((
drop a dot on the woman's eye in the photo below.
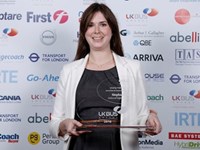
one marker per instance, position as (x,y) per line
(103,24)
(90,25)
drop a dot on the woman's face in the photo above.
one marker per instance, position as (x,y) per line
(98,33)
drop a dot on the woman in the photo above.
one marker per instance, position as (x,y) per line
(100,89)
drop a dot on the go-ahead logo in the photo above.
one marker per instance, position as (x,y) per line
(60,16)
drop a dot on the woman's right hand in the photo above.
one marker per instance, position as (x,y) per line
(69,126)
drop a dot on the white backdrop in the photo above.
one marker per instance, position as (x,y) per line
(38,36)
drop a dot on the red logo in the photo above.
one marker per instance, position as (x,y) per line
(61,16)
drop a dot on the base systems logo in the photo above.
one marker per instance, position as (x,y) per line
(187,56)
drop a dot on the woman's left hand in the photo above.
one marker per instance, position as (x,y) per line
(153,122)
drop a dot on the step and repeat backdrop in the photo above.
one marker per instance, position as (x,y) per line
(37,37)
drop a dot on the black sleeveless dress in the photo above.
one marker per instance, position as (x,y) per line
(98,101)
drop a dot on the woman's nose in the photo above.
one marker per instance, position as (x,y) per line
(97,29)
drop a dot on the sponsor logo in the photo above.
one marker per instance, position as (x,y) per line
(10,138)
(195,93)
(187,56)
(175,78)
(39,119)
(194,37)
(135,19)
(150,11)
(10,99)
(150,142)
(47,78)
(156,98)
(44,99)
(8,16)
(187,145)
(148,57)
(187,79)
(10,31)
(184,136)
(13,118)
(8,76)
(182,16)
(34,138)
(142,43)
(156,77)
(59,16)
(151,34)
(187,119)
(48,139)
(54,58)
(11,58)
(191,79)
(48,37)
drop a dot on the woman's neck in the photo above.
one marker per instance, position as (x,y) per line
(99,60)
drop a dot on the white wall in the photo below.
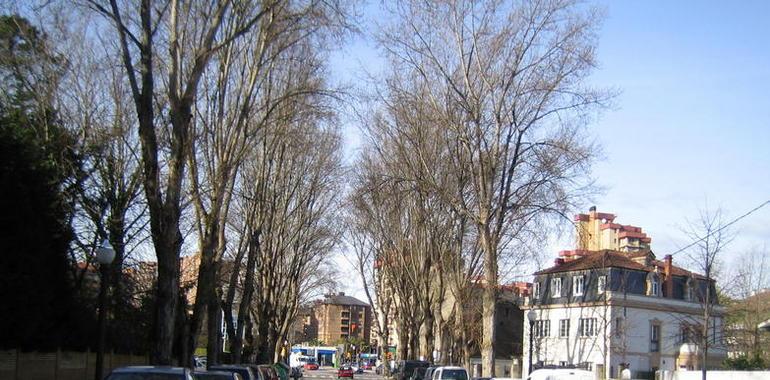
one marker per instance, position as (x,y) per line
(571,349)
(722,375)
(632,346)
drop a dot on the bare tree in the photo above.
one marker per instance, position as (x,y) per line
(505,82)
(710,236)
(749,305)
(191,33)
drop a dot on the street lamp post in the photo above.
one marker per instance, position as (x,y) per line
(104,255)
(531,316)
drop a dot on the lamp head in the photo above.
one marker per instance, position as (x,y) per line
(105,254)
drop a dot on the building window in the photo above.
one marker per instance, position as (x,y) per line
(601,284)
(542,328)
(654,338)
(653,285)
(587,327)
(688,290)
(556,287)
(577,285)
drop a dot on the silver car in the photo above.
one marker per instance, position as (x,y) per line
(150,373)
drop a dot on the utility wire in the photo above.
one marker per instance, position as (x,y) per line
(765,203)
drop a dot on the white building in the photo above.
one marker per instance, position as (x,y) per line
(608,310)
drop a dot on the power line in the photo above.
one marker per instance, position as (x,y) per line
(765,203)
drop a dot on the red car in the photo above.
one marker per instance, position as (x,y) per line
(345,372)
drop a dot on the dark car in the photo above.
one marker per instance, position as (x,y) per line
(245,372)
(418,374)
(405,368)
(150,373)
(428,373)
(267,372)
(216,375)
(345,372)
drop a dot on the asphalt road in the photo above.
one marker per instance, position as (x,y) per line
(327,373)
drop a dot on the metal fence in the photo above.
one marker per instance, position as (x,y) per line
(60,365)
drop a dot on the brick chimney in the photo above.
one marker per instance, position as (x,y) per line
(669,284)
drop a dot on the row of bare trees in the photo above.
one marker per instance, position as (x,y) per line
(475,141)
(207,128)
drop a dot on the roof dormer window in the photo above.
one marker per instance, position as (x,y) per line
(653,284)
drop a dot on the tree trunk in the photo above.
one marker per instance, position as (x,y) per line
(489,302)
(214,327)
(166,305)
(403,341)
(246,295)
(428,336)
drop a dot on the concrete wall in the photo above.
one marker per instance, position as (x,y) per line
(629,344)
(719,375)
(60,365)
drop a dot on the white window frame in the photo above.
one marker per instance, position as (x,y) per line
(542,328)
(587,327)
(654,337)
(601,284)
(578,284)
(556,287)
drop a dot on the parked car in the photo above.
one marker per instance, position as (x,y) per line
(245,372)
(418,374)
(428,375)
(561,374)
(150,373)
(449,373)
(216,375)
(200,361)
(267,372)
(345,372)
(282,369)
(405,368)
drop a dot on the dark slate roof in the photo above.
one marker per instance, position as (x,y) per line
(342,299)
(615,259)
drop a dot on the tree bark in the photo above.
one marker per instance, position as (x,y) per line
(489,303)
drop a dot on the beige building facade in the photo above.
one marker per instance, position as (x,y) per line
(341,318)
(598,231)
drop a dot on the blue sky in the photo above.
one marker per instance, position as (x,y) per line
(692,123)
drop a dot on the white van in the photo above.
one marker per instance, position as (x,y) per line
(561,374)
(449,373)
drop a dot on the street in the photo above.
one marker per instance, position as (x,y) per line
(331,373)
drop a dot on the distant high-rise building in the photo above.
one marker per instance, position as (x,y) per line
(598,230)
(341,317)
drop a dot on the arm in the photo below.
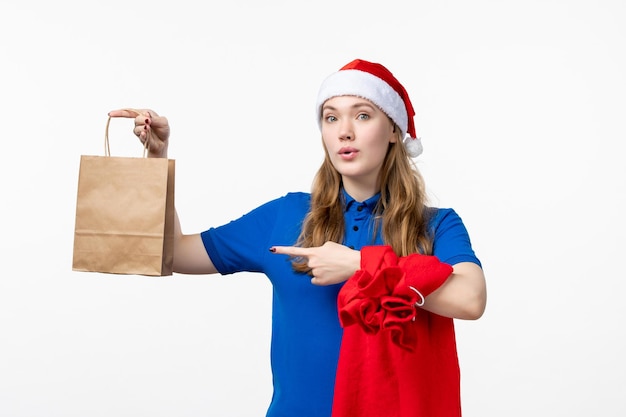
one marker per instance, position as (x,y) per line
(190,256)
(463,295)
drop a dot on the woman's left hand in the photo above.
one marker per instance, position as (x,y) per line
(330,263)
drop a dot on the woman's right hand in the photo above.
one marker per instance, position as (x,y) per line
(148,126)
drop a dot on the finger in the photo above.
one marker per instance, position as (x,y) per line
(131,114)
(291,250)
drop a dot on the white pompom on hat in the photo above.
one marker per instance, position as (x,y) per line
(376,83)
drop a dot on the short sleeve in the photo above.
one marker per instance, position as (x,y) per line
(452,243)
(243,244)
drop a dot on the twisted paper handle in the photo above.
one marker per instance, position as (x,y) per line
(107,147)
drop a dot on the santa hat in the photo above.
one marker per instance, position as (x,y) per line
(376,83)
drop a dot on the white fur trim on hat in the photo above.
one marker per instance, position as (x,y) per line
(413,146)
(354,82)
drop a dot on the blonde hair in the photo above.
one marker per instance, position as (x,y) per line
(401,210)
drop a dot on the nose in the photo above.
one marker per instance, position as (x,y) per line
(346,132)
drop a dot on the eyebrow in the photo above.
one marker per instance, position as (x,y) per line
(354,106)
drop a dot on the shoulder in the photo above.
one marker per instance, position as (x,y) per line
(442,217)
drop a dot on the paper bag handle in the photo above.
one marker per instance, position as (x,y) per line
(107,148)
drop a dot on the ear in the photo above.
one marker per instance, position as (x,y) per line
(394,136)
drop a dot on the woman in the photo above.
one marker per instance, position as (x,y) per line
(367,278)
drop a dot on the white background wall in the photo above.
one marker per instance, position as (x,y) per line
(520,105)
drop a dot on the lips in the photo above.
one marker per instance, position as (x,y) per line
(348,152)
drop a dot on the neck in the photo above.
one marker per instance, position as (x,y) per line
(358,190)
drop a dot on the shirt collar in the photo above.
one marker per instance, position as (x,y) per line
(351,204)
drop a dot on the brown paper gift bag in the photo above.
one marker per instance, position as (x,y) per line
(124,214)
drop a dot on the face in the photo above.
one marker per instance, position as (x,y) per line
(356,134)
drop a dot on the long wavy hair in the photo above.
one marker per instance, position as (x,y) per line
(401,210)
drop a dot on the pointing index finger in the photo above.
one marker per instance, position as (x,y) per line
(290,250)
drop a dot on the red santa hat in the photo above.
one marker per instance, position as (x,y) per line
(376,83)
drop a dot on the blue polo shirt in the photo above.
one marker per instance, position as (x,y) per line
))
What this task involves | I'd like the entries above repeated exactly, but without any of their pictures.

Answer for this exercise |
drop a dot on the woman's eye in the photo below.
one marker per instance, position as (x,y) per line
(103,24)
(90,25)
drop a dot on the woman's face in the photo above.
one marker per instance, position as (x,y) per line
(98,33)
drop a dot on the woman in the photo above.
one marker per instance, position as (x,y) per line
(100,89)
drop a dot on the go-ahead logo in the photo above.
one marker per instance, position as (x,y) per line
(60,16)
drop a dot on the woman's right hand in the photo above.
one marker per instance, position as (x,y) per line
(69,126)
drop a dot on the white backdrop in the photo above.
one marker per instance, position as (x,y) per line
(38,36)
drop a dot on the red logo in the photo above.
one marker per instance, position as (x,y) per line
(61,16)
drop a dot on the base systems logo in the photo above.
one marker per instance, position as (x,y) per line
(187,56)
drop a dot on the woman's left hand in the photo above.
one marker per instance, position as (x,y) per line
(153,122)
drop a dot on the step and repeat backdrop in the photo above.
one marker per instance, position as (x,y) per line
(37,37)
drop a dot on the black sleeveless dress in the photo above.
one marker per instance, position as (x,y) per line
(98,101)
drop a dot on the woman's nose in the photo above.
one marker per instance, position as (x,y) per line
(97,29)
drop a dot on the sponsor logo in the photo above.
one marker per instance, position as (x,y) per line
(10,138)
(195,93)
(187,56)
(175,78)
(39,119)
(194,37)
(135,19)
(150,11)
(10,99)
(150,142)
(47,78)
(156,98)
(44,99)
(8,16)
(187,145)
(148,57)
(187,79)
(10,31)
(184,136)
(13,118)
(8,76)
(182,16)
(34,138)
(142,43)
(156,77)
(59,16)
(151,34)
(187,119)
(48,139)
(54,58)
(11,58)
(191,79)
(48,37)
drop a dot on the woman's neck in the photo above.
one marker per instance, position as (x,y) per line
(99,60)
drop a dot on the white wall in the photo below.
one marker per instance, position as (x,y) per line
(571,349)
(722,375)
(632,346)
drop a dot on the bare tree in the photo above.
one marker per instance, position as (x,y) per line
(505,82)
(710,236)
(749,305)
(191,33)
drop a dot on the street lamp post in the photo above.
one marker per instance, position as (x,y) per line
(104,255)
(531,316)
drop a dot on the lamp head in the photo above.
one marker per instance, position as (x,y) per line
(105,254)
drop a dot on the building window in the photo above.
one marker per instance, position as (x,y) per line
(601,284)
(542,328)
(654,338)
(653,285)
(587,327)
(688,290)
(556,287)
(577,285)
drop a dot on the silver car in the photo above.
one marker per instance, position as (x,y) per line
(150,373)
drop a dot on the utility wire in the photo above.
one marker per instance, position as (x,y) per line
(765,203)
drop a dot on the white building in the photo above.
one marker per instance, position as (x,y) per line
(608,310)
drop a dot on the power line in the photo above.
one marker per instance, position as (x,y) per line
(765,203)
drop a dot on the red car in the photo above.
one marker per instance, position as (x,y) per line
(345,372)
drop a dot on the dark car in the photo above.
one marker per instance, position as (x,y) per line
(245,372)
(418,374)
(405,368)
(150,373)
(428,373)
(267,372)
(216,375)
(345,372)
drop a dot on the asphalt road in the photo above.
one marker per instance, position as (x,y) per line
(327,373)
drop a dot on the metal fence in the photo above.
one marker per instance, position as (x,y) per line
(60,365)
drop a dot on the brick chimney in the photo above.
one marker per instance, position as (x,y) per line
(669,284)
drop a dot on the row of bare trees in the photo above.
one marker per instance, position as (x,y) per line
(475,141)
(207,128)
drop a dot on the roof dormer window in the photo above.
one marker per instance, position as (x,y) per line
(653,284)
drop a dot on the tree trunk in the photo above.
one marker per instance, position as (x,y) per line
(489,302)
(214,327)
(166,305)
(403,341)
(246,295)
(428,336)
drop a dot on the concrete wall in the photo above.
one marker per instance, position as (x,y) per line
(629,344)
(719,375)
(60,365)
drop a dot on the white window frame in the photo above.
one marker per instance, position as (x,y) per line
(542,328)
(587,327)
(654,337)
(601,284)
(578,284)
(556,287)
drop a dot on the parked car in the photo above.
one marker per instance, position as (x,y) per line
(245,372)
(418,374)
(428,375)
(561,374)
(150,373)
(449,373)
(216,375)
(200,361)
(267,372)
(345,372)
(282,369)
(405,368)
drop a dot on the dark slate roof in the photo above.
one marker per instance, position as (x,y) per line
(342,299)
(615,259)
drop a dot on the tree bark in the photo above.
one marker per instance, position as (x,y) per line
(489,303)
drop a dot on the beige building facade in the photo above.
one marker per instance, position as (x,y) per line
(341,318)
(598,231)
drop a dot on the blue sky in the photo above.
one marker per instance, position as (x,y) per line
(692,123)
drop a dot on the white van in the photo above.
one marker per instance, position as (x,y) per line
(561,374)
(449,373)
drop a dot on the street in the photo above.
one marker per instance, position as (x,y) per line
(331,373)
drop a dot on the distant high-rise building in the photo above.
one marker per instance, position as (x,y) per line
(598,230)
(341,317)
drop a dot on the arm in the photo below.
one marker per instance, position as (x,y) per line
(190,256)
(463,295)
drop a dot on the woman's left hand in the photo above.
one marker per instance, position as (x,y) per line
(330,263)
drop a dot on the woman's right hand in the photo above.
one marker per instance, position as (x,y) per line
(148,126)
drop a dot on the finger in the photo above.
one marker per instance, position as (x,y) per line
(131,114)
(291,250)
drop a dot on the white pompom on hat in the photo above.
one marker per instance, position as (x,y) per line
(376,83)
drop a dot on the short sleeve in the photo above.
one marker per instance, position as (x,y) per line
(452,243)
(243,244)
drop a dot on the twisted paper handle in the photo above.
one marker per instance, position as (x,y) per line
(107,147)
drop a dot on the santa hat in the photo above.
one marker per instance, position as (x,y) per line
(376,83)
drop a dot on the white fur trim on hat in the photo above.
one marker per instance, position as (x,y) per line
(413,146)
(354,82)
drop a dot on the blonde hair in the photo above.
one marker per instance, position as (x,y) per line
(401,210)
drop a dot on the nose in the photo above.
one marker per instance, position as (x,y) per line
(346,132)
drop a dot on the eyebrow in the photo above.
one marker per instance, position as (x,y) per line
(354,106)
drop a dot on the shoulder in the photo above.
one marker per instance, position as (x,y) per line
(442,217)
drop a dot on the paper bag handle in the photo above.
one marker per instance, position as (x,y) per line
(107,148)
drop a dot on the ear in the photo above.
one marker per instance, position as (x,y) per line
(394,136)
drop a dot on the woman in the photo above.
one marker per instance, position as (x,y) per line
(367,278)
drop a dot on the white background wall in the photo above.
one marker per instance, position as (x,y) per line
(520,105)
drop a dot on the lips in the photo above.
one marker per instance, position as (x,y) per line
(348,152)
drop a dot on the neck in the photo above.
one marker per instance, position as (x,y) per line
(358,190)
drop a dot on the shirt collar in the photo above.
one marker per instance, position as (x,y) per line
(351,204)
drop a dot on the brown paper gift bag in the photo above.
one marker per instance, position as (x,y) per line
(124,214)
drop a dot on the face in the photo above.
one marker per instance, position as (x,y) per line
(356,134)
drop a dot on the long wavy hair in the photo above.
one marker per instance, position as (x,y) per line
(401,210)
drop a dot on the pointing index finger in the photo above.
one marker per instance, position as (x,y) per line
(290,250)
drop a dot on the red santa hat in the photo above.
one marker per instance, position as (x,y) per line
(376,83)
drop a dot on the blue polo shirt in the photo above.
one marker per instance, position as (x,y) per line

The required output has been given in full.